#### REQUIRED ACTIONS:
a. In the education excerpt:
(i) In what year did Edmund Husserl die?
(ii) Which thinker is cited for the view that all knowledge is relational?
(iii) In the Emerson quotation, what are the things taught in schools and colleges said to be?
b. Does each statement agree with the education excerpt? Answer yes or no and quote the words that decide it.
(i) The container ships in the example sail from Kaohsiung, Taiwan.
(ii) Husserl brought a book to class to make his point.
(iii) Students who walk around the object can see all of it at once.

#### TEXT EXCERPT:
Borrow from Lewontin the idea of a “triple helix” and apply it to the ultimate wide-angle view of this process of understanding. The educational triple helix includes and always tries to coordinate:

  1. The student and their life (i.e., every student is first of all a person who is playing the role of a student). Every person is born, lives, and dies.
  2. The student and their field are related to the rest of the campus. (William James: all knowledge is relational.)
  3. The student and the world. (Container ships from Kaohsiung, Taiwan are bringing Lenovo and Acer computers to Bakersfield, California in a world of techno-commerce, exchange rates, insurance, customs, contractual arrangements, etc. In other words, always with some sense of the global political economy.)

The student keeps the triple helix “running” in the back of the mind and tries to create a “notebook of composite sketches” of the world and its workings and oneself and this develops through a life as a kind of portable “homemade” university which stays alive and current and vibrant long after one has forgotten the mean value theorem and the names and sequence for the six wives of Henry VIII).

The reader should think of Emerson’s point from his Journals of Ralph Waldo Emerson: 1824–1832—“The things taught in schools and colleges are not an education, but the means to an education.”

Education and Circular Causation: Everything Causes Everything Else

The student will have seen in these educational essays the notion of “Husserl’s rhomboid”:

The great philosopher, Edmund Husserl, who died in 1938, would bring a matchbox to class and show his students they see parts and some surface area of the matchbox (a kind of rhomboid, hence the name “Husserl’s rhomboid”) but never all of it at the same time. Students can walk around the matchbox and see facets. They can twirl the matchbox but whatever they do, the students cannot “espy” or glimpse all of it except in their imaginations, once they have been exposed to all of it, side by side, facet by facet.

#### EXTRACTED INFORMATION:
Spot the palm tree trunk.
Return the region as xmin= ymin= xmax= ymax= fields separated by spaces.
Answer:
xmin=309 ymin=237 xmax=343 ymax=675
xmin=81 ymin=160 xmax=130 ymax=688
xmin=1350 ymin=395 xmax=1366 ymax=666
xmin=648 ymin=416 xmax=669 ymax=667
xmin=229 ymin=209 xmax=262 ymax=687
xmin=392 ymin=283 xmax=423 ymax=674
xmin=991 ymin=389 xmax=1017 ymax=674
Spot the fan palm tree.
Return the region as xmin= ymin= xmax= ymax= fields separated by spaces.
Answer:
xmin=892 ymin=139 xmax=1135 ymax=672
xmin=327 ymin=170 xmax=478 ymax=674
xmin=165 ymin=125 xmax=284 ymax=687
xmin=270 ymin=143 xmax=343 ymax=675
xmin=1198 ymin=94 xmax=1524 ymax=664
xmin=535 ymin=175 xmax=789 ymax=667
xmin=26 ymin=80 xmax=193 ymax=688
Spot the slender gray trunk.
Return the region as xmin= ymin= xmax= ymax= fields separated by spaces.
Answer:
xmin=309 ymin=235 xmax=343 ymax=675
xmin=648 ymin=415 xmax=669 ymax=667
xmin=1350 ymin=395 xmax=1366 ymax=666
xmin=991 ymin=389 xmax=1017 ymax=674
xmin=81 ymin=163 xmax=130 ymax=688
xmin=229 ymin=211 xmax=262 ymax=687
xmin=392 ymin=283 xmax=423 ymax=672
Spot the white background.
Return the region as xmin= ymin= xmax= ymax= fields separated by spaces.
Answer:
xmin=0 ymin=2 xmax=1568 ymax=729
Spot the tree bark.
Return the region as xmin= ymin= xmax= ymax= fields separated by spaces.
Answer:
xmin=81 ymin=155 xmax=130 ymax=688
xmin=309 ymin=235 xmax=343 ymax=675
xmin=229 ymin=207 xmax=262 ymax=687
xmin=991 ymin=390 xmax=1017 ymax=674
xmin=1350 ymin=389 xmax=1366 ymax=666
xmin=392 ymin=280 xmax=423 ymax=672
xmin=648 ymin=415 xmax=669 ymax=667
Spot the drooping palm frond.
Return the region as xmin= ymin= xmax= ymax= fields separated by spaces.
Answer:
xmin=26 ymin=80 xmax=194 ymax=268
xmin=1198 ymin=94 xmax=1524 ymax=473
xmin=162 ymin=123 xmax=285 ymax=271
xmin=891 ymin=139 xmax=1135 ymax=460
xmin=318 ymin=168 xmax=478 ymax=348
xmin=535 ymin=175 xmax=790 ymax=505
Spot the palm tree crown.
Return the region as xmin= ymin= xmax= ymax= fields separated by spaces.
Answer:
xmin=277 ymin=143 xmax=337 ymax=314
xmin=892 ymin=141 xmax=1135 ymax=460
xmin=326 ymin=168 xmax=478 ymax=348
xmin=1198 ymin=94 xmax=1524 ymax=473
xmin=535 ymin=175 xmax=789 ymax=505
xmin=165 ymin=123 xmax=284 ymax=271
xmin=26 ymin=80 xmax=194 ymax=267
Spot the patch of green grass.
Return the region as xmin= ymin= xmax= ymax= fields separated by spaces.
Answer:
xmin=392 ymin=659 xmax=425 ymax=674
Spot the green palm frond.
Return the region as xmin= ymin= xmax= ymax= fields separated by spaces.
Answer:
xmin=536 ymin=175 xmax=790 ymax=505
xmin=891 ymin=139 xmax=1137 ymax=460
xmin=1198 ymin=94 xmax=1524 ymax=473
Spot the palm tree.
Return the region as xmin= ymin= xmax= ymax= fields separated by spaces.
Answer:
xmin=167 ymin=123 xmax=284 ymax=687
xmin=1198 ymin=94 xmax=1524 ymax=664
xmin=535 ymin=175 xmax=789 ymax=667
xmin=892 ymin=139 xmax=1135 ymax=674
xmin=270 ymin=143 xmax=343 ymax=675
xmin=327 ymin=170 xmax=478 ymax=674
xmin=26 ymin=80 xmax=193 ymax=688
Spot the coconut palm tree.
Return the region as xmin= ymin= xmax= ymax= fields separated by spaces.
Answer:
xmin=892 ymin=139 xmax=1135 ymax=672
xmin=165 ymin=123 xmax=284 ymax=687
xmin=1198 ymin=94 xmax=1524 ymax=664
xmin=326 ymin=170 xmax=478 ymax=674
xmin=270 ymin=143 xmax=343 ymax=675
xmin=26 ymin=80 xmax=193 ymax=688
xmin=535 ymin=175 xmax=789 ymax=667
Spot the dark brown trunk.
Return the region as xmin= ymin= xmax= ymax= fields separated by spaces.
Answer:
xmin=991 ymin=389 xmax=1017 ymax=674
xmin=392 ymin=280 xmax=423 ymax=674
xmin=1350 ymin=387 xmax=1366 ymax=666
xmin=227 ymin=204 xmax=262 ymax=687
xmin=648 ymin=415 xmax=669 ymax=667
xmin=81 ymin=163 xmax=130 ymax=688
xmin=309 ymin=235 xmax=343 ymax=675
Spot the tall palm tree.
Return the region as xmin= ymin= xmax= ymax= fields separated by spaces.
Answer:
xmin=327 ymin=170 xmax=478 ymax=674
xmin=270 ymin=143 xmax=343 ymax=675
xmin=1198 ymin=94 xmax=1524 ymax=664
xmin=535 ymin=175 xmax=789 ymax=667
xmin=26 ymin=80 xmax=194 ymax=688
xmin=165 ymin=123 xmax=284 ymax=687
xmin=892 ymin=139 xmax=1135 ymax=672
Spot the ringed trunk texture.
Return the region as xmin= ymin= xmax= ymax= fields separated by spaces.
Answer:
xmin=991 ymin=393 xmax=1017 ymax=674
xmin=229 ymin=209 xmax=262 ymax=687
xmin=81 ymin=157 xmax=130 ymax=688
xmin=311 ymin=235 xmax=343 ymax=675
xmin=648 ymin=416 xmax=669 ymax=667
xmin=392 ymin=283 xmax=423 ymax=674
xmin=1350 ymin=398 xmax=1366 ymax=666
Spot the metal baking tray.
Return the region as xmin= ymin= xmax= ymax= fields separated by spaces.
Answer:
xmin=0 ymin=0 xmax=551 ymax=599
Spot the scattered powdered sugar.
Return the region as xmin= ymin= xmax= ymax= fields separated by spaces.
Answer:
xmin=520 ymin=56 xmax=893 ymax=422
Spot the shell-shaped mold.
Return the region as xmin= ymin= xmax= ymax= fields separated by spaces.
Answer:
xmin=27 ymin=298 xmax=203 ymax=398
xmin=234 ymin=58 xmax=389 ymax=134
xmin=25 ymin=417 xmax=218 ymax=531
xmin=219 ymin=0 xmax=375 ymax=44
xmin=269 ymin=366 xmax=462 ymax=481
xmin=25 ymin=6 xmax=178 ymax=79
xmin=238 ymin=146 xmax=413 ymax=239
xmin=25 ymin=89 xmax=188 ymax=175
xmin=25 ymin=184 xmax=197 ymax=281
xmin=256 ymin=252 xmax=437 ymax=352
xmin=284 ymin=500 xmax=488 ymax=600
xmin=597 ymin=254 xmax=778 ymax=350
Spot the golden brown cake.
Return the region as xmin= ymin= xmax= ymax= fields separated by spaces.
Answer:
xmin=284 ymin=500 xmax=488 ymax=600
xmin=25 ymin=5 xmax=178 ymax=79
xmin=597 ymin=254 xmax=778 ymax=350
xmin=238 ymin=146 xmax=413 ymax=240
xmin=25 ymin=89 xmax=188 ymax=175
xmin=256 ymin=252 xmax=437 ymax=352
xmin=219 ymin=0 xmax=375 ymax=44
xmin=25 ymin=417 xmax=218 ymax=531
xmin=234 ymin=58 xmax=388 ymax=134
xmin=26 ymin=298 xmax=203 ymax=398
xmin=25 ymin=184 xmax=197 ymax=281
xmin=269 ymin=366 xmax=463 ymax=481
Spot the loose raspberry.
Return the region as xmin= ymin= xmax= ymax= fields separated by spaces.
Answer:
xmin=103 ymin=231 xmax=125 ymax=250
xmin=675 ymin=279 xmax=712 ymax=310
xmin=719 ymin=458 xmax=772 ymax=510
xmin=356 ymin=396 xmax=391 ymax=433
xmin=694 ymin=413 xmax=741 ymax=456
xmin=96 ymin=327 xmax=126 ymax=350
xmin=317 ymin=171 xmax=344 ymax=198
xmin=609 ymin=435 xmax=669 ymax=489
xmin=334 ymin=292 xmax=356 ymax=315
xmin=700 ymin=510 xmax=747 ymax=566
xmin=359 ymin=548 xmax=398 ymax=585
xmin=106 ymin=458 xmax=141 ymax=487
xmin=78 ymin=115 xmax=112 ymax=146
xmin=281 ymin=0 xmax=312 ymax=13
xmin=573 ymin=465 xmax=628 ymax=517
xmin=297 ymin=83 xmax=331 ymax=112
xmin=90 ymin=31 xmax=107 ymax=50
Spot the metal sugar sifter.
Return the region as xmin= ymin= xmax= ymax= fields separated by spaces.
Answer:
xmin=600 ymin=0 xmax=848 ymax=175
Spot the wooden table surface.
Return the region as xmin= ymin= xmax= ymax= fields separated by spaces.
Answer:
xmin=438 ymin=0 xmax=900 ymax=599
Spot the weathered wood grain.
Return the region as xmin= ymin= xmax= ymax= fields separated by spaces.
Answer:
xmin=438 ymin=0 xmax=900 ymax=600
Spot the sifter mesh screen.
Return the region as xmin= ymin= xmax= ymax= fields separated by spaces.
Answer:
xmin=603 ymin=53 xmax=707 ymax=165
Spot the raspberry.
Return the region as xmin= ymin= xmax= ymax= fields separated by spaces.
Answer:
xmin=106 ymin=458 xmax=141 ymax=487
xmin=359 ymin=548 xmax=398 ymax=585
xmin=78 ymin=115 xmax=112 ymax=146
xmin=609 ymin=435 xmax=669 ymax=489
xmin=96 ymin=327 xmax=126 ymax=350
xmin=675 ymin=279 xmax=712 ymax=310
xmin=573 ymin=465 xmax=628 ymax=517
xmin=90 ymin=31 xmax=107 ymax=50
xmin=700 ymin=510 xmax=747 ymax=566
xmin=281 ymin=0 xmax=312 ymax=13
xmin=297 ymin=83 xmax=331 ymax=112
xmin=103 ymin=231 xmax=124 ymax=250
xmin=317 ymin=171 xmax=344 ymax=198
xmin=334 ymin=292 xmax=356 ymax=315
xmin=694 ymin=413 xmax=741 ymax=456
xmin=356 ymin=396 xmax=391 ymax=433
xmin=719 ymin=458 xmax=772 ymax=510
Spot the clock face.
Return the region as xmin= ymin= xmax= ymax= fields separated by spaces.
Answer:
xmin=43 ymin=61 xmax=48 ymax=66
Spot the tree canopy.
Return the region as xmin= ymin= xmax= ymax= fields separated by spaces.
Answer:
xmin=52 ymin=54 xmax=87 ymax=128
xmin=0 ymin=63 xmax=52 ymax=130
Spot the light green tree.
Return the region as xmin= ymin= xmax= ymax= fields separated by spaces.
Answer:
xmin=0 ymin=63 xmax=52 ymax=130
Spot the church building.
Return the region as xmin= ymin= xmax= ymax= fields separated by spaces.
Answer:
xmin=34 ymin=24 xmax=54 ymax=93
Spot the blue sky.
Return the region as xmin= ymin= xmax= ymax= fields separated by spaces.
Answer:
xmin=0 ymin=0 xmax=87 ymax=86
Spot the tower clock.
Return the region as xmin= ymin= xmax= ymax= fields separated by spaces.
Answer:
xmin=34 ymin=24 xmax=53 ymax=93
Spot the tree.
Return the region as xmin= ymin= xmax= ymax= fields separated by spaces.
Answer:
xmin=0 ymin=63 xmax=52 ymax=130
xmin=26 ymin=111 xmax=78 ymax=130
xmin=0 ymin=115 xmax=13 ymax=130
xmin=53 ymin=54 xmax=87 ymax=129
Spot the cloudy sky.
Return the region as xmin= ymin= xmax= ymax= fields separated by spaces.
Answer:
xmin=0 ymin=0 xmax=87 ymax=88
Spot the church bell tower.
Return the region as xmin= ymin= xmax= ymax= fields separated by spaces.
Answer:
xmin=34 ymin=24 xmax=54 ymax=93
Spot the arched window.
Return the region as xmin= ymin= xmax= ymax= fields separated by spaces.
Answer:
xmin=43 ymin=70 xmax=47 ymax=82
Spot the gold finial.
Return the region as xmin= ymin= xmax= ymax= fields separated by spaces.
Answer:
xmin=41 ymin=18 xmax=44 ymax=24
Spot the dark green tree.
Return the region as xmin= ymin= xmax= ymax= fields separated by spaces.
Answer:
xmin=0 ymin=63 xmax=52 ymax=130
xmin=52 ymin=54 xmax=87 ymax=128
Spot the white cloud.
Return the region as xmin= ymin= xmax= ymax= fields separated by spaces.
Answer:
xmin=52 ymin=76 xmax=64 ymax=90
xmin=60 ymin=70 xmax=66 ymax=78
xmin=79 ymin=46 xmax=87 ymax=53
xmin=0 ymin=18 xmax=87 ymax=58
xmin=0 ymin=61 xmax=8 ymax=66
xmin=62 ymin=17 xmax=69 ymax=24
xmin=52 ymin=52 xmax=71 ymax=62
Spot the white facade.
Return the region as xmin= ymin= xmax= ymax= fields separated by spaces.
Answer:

#### FINAL RESULTS:
a.
(i) 1938
(ii) William James
(iii) Not an education, but the means to an education

b.
(i) Yes: "Container ships from Kaohsiung, Taiwan are bringing Lenovo and Acer computers to Bakersfield, California"
(ii) No: "would bring a matchbox to class"
(iii) No: "the students cannot “espy” or glimpse all of it except in their imaginations"